- _Parts of the exercise_
1. In the passage on new cancer therapies, what is the tentative dosing of elacestrant?
2. Please retype the stretch from "Median progression free survival among" through "standard of care." in the passage on new cancer therapies.
3. List the other oral SERDs that the passage on new cancer therapies names as being in development.

- _Document segment_

_ _ _ _ _

Data from the EMERALD trial (NCT03778931), initially presented at the 2021 San Antonio Breast Cancer Symposium, highlighted elacestrant, an investigational, nonsteroidal, orally bioavailable SERD. The global, open-label, randomized, phase 3 trial included patients (men and postmenopausal women) with estrogen receptor positive, HER2 negative advanced or metastatic breast cancer who had progressed after 1 or 2 lines of endocrine therapy treatment, one of which included a CDK4/6 inhibtor. Patients received elacestrant or standard of care, either fulvestrant or an aromatase inhibitor.
“This is a very resistant patient population,” Cuellar said. “Unless [patients] have visceral crisis or symptomatic visceral disease, the standard of care in treating these patients is exhausting these endocrine options.”
Median progression free survival among all patients was 2.79 months in the elacestrant group vs 1.91 months with standard of care therapy. In the mESR1 group, median progression free survival was 3.78 months compared with 1.87 in standard of care.
Other oral SERDs in development include giredestrant and amcenestrant, both in phase 2 and phase 3 trials; rintodestrant, currently in phase 1 research; and camizestrant, currently being evaluated in two phase 3 and one phase 2 trial.
Elacestrant is a next-in-class investigational therapy that has received an FDA Fast Track Designation. Tentative dosing is 400 mg orally daily until progression or unacceptable toxicity.
In today’s treatment landscape, there are limited treatments for patients with relapsed/refractory multiple myeloma who fail standard of care therapeutic options. However, Cuellar explained, “There’s a lot of exciting and emerging data [around] B-cell maturation antigen or BCMA.”
“BCMA is almost universally expressed in myeloma cells, and because it’s universally expressed…it has become a target for drug development,” she said. “We already have some CAR-T therapies looking at BCMA, we have an antibody drug conjugate that targets BCMA, and we have teclistamab.”
Teclastimab is a T-cell redirecting, bispecific antibody targeting both BCMA and CD3, engineered to have the dual specificity to facilitate cell-to-cell interactions between a patient’s T-cells and malignant cells expressing tumor-specific antigens. The MajesTEC-1 study (NCT) was a first-in-human, open-label, dose escalation/dose expansion phase 1/2 trial of patients with relapsed/refractory multiple myeloma who received 3 or more previous lines of therapy and had been triple exposed to these classes.

_ _ _ _ _

- _Listed records_
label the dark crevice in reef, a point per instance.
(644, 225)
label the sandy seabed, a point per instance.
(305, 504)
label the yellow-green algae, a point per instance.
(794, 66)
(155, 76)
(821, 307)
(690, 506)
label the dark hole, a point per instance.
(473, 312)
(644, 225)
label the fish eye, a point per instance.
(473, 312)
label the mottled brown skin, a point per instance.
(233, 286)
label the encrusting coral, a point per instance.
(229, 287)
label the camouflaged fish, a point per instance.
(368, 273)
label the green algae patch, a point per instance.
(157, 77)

_ _ _ _ _

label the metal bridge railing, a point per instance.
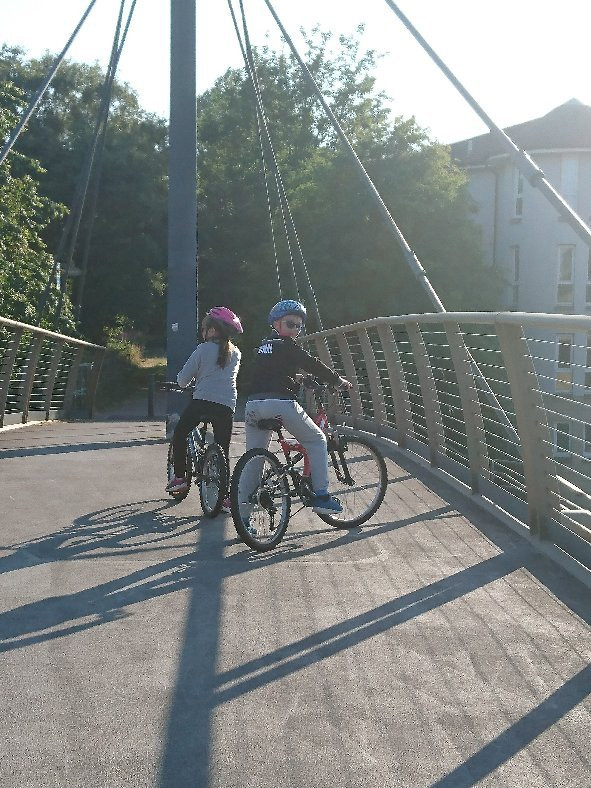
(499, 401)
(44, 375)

_ _ _ _ _

- _Answers by item_
1. 400 mg orally daily until progression or unacceptable toxicity.

2.
Median progression free survival among all patients was 2.79 months in the elacestrant group vs 1.91 months with standard of care therapy. In the mESR1 group, median progression free survival was 3.78 months compared with 1.87 in standard of care.

3. giredestrant, amcenestrant, rintodestrant, camizestrant